* [Page text]:

The second factor, the distance scale factor, controlled the degree of cluster separation in the high-dimensional space. Five categorical levels: small, small–medium, medium, medium–large, and large were defined to represent increasing degrees of separability. This categorical design enhances interpretability and perceptual distinctness, allowing subjects to discern meaningful structural differences while maintaining robustness against minor data variations.
In our analysis of the results, we decided to quantify the distances between clusters numerically rather than using the distance scale factor levels directly. Cluster separability was quantified using two complementary measures: the between-to-within (BW) ratio and the minimum inter-cluster distance. A higher value of either metric indicates greater separation among clusters (Figure 5.3). To ensure comparability across datasets with different underlying structures, all distance-based metrics were min–max scaled prior to analysis.
The BW ratio, defined as
\text{BW ratio} = \frac{ \sum_{i=1}^{K} n_i~d(\bar{\mathbf{x}}_i, \bar{\mathbf{x}}) }{ \sum_{i=1}^{K} \sum_{\mathbf{x}_j \in C_i} d(\mathbf{x}_j, \bar{\mathbf{x}}_i) },
where d(\cdot,\cdot) denotes the Euclidean distance, C_i is the i^{th} cluster with n_i observations, \bar{\mathbf{x}}_i is the centroid of cluster C_i, and \bar{\mathbf{x}} is the overall centroid of the dataset.
In addition, the minimum distance was used as a complementary measure of global separation:
\text{minimum distance} = \min_{k \neq \ell}\min_{\mathbf{x}_i \in C_k,\mathbf{x}_j \in C_l} d(\mathbf{x}_i, \mathbf{x}_j),
which captures the closest proximity between any two clusters. The scaled minimum distance was exponentiated so that, where it agrees with the BW ratio, the relationship between the two measures is approximately linear. The transformation increases separation among larger distance values while leaving small distances largely unchanged, facilitating more comparable variation across datasets.

* [Task to complete]: Revise the stretch of the passage on cluster separability starting with "In addition, the" and going on through "variation across datasets.", replacing "closest proximity" with "nearest approach". Base your work solely on the passage on cluster separability.

* [Given data]:

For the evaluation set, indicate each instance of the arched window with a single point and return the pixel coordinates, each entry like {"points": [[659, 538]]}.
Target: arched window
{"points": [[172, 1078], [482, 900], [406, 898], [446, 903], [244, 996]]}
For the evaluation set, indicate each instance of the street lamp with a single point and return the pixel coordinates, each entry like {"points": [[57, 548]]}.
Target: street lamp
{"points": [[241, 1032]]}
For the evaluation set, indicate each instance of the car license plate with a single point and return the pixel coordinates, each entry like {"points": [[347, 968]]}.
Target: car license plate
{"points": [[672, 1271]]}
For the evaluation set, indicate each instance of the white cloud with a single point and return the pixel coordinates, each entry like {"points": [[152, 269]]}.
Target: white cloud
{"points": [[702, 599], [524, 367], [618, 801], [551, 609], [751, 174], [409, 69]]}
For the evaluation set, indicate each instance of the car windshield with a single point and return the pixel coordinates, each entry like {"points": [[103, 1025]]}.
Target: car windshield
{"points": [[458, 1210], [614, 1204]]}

---

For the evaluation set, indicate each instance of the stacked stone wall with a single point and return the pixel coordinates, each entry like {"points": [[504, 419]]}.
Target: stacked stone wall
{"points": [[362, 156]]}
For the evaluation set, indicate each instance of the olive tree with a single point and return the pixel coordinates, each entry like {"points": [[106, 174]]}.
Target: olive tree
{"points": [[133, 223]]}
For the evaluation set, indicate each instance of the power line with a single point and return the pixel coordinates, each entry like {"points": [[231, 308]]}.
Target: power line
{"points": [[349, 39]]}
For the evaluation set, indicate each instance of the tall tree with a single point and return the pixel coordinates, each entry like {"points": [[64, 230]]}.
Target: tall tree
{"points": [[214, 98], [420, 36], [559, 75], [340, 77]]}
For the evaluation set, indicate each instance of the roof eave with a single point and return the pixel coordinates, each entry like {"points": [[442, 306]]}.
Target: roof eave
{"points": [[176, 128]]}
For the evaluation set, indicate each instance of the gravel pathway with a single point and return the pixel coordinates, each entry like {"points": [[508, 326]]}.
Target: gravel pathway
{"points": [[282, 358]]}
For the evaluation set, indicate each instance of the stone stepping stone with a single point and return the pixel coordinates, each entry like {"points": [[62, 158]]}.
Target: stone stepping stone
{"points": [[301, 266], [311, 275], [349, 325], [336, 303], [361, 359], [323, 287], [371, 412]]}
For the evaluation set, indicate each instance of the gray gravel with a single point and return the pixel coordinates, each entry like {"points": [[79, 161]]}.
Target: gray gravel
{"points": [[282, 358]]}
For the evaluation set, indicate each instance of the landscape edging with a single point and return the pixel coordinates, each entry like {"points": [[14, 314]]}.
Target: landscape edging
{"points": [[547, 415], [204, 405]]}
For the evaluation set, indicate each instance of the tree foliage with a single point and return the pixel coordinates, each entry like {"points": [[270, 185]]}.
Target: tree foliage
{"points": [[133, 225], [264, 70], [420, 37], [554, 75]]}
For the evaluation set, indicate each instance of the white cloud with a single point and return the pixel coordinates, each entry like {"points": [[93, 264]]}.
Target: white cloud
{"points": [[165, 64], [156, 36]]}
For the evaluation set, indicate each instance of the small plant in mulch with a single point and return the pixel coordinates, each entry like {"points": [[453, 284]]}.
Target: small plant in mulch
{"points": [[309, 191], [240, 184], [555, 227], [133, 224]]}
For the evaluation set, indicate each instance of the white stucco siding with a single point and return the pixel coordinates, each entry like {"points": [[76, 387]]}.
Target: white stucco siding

---

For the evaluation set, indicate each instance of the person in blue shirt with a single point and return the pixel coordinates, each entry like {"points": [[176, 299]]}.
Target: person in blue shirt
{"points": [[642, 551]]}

* [Result for this exercise]:
In addition, the minimum distance was used as a complementary measure of global separation:
\text{minimum distance} = \min_{k \neq \ell}\min_{\mathbf{x}_i \in C_k,\mathbf{x}_j \in C_l} d(\mathbf{x}_i, \mathbf{x}_j),
which captures the nearest approach between any two clusters. The scaled minimum distance was exponentiated so that, where it agrees with the BW ratio, the relationship between the two measures is approximately linear. The transformation increases separation among larger distance values while leaving small distances largely unchanged, facilitating more comparable variation across datasets.